Selected text Block Start
Aphakia or dislocation of crystalline lens:

Aphakia or dislocation of crystalline lens:

Aphakia refers to the absence or dislocation of the crystalline lens, the natural lens inside the eye that helps focus light onto the retina. It can occur as a result of trauma, surgical removal of the lens, or congenital abnormalities. Aphakia affects the eye's ability to focus properly, leading to vision problems. 


The causes of Aphakia include:

  • Surgical removal of the lens, mainly in cataract surgery, is the most common cause of aphakia.
  • Traumatic subluxation or dislocation of a lens may cause aphakia.
  • Congenital absence of lens matter is rare.


The signs and symptoms of Aphakia include:

  • The main symptom of aphakia is blurred vision.
  • Those with aphakia are very farsighted or can’t see well close-up, as this requires a lens.
  • The eyes lose their ability to “accommodate” or change focus between distances.
Selected text Block End
Data records Block Start
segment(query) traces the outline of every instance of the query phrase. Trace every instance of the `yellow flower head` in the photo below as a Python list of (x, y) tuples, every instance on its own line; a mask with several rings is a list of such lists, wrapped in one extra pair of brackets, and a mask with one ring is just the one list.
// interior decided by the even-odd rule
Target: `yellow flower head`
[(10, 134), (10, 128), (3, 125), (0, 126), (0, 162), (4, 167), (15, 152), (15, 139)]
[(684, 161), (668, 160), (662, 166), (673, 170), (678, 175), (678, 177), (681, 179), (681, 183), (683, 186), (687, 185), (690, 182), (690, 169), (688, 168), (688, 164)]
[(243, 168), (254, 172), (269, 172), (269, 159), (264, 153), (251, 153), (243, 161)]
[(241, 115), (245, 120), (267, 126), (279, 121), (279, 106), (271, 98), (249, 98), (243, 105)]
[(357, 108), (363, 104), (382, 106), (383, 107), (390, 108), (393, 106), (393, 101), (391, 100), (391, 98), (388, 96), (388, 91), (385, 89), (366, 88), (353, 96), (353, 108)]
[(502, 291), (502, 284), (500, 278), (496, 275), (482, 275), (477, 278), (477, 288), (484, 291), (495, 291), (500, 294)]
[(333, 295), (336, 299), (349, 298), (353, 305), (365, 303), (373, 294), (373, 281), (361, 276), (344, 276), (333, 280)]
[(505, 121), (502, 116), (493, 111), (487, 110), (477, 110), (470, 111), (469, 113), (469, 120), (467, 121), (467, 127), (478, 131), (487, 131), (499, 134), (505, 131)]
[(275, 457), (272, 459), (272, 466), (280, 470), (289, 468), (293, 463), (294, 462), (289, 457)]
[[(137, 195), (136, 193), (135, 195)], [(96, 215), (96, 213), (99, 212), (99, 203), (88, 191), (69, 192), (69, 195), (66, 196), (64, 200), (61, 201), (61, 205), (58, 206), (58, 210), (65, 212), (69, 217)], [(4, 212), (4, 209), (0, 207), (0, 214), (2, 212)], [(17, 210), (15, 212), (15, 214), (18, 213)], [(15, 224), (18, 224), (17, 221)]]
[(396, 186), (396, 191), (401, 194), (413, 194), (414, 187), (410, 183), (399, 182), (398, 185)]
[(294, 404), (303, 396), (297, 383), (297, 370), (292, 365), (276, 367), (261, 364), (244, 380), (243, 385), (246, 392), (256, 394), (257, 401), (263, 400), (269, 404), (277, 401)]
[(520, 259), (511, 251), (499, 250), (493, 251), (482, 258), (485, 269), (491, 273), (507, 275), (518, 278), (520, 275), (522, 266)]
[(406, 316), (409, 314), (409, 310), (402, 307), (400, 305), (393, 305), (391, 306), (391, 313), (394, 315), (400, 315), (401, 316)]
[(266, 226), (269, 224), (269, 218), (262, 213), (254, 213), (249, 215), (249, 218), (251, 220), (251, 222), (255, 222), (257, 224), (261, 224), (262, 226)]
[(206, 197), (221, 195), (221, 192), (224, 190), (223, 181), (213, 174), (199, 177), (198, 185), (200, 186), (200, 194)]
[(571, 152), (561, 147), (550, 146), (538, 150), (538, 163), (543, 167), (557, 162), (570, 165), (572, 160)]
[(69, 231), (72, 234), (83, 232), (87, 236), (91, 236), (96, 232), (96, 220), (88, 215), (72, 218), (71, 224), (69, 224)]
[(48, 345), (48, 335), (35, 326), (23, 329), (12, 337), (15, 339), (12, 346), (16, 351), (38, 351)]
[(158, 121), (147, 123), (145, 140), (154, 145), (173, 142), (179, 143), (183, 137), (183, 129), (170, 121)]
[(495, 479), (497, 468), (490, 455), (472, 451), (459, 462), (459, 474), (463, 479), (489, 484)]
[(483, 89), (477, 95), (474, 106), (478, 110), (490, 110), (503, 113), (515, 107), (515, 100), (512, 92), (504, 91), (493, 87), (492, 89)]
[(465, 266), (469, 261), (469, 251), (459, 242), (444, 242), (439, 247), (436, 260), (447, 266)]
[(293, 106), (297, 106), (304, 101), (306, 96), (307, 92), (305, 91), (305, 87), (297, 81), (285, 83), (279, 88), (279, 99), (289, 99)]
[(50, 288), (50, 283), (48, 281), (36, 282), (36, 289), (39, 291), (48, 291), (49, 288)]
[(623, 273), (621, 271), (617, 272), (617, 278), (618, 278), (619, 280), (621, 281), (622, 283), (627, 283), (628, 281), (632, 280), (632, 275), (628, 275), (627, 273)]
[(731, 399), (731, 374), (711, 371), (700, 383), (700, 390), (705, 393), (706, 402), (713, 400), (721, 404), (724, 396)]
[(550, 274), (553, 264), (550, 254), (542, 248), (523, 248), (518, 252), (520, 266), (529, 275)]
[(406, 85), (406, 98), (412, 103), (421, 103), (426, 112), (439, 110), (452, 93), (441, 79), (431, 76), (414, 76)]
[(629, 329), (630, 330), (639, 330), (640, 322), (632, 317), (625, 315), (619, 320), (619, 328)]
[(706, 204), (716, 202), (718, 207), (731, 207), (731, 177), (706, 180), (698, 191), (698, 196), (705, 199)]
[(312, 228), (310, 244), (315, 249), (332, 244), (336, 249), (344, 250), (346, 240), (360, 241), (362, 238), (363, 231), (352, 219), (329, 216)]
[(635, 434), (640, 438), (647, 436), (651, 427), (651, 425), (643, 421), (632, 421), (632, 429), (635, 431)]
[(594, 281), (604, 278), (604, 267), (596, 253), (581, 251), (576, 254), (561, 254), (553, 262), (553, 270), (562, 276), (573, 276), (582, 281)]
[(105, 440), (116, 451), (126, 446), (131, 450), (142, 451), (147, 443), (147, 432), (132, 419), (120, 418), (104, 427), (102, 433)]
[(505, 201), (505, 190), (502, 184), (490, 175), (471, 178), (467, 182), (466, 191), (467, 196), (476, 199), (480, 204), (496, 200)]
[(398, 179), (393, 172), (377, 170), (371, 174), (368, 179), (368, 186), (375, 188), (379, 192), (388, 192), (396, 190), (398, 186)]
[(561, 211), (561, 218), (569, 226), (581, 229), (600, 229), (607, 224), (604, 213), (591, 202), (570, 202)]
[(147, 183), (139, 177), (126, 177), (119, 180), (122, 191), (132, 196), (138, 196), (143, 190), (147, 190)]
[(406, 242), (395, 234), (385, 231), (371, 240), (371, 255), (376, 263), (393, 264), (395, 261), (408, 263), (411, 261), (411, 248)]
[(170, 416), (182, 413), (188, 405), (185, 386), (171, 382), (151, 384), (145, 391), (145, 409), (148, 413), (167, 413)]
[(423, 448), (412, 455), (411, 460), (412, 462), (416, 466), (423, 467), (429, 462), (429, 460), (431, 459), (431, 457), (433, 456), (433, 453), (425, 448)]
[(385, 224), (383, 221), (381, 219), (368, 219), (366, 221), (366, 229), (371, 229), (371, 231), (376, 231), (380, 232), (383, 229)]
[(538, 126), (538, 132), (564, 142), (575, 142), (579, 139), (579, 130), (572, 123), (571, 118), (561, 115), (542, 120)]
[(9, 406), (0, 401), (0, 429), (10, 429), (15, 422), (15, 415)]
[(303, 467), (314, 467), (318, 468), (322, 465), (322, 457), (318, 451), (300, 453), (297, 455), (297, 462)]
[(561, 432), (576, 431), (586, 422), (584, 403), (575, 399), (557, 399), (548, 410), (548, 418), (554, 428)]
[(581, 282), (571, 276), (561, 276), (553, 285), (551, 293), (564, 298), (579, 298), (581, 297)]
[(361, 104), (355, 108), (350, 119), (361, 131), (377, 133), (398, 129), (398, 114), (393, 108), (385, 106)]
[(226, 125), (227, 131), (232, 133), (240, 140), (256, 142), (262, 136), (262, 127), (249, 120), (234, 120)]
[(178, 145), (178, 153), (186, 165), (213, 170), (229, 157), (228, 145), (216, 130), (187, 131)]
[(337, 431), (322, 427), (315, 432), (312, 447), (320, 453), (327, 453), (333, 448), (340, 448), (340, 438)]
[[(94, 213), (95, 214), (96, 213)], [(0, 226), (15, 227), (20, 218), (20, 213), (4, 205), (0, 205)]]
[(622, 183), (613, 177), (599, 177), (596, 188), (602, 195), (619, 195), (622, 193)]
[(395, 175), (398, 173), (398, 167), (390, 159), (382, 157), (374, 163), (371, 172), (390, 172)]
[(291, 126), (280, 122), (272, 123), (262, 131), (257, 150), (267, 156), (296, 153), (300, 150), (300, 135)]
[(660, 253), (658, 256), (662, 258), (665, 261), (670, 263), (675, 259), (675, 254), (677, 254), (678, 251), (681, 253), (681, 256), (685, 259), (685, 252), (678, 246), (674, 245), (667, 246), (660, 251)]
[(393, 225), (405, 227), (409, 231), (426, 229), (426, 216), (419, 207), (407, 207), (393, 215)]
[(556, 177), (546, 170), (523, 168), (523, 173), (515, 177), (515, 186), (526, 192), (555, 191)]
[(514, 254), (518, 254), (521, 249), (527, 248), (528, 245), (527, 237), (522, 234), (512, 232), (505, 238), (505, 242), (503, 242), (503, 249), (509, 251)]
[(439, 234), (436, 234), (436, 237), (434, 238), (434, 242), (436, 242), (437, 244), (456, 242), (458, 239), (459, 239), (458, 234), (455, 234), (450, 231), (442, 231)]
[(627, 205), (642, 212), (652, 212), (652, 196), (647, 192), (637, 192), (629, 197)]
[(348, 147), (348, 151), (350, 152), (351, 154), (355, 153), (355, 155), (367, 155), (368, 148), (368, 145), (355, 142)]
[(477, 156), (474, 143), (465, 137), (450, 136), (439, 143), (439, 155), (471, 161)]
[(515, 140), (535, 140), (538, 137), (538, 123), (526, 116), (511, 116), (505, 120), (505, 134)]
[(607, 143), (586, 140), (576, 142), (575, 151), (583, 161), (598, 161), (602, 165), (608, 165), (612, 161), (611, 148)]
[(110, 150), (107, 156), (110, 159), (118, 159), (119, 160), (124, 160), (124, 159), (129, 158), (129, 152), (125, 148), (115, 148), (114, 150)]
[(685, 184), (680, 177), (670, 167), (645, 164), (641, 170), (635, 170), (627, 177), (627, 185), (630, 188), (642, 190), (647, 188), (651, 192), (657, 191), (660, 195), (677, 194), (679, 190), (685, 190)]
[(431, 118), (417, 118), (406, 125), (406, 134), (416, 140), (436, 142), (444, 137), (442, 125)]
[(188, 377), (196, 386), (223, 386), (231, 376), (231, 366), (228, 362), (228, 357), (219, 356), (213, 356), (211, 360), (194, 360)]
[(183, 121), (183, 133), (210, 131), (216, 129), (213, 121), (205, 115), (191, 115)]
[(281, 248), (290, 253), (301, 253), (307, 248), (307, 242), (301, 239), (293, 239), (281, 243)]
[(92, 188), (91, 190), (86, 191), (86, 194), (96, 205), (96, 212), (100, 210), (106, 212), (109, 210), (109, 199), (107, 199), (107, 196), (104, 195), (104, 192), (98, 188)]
Data records Block End
### [Problems to work on]
[A] According to the text on aphakia, what is the most common cause of aphakia?
[B] Write the next part of the text on aphakia, picking up after its final line.

### [Task-by-task answers]
[A] Surgical removal of the lens, mainly in cataract surgery.

[B]
  • Colors may appear faded.


Following tests and exams are conducted to diagnose Aphakia:

  • An eye doctor can determine whether a person has aphakia by examining them and looking at their medical history.
  • There may be an additional reason to suspect aphakia if the person has previously had cataract surgery.
  • There are several signs that can indicate-aphakia, such as the absence of the lens in the eye, a deep anterior chamber, and a high degree of farsightedness.
  • Diagnostic tests such as ultrasound biomicroscopy and optical coherence tomography can be used to confirm the diagnosis.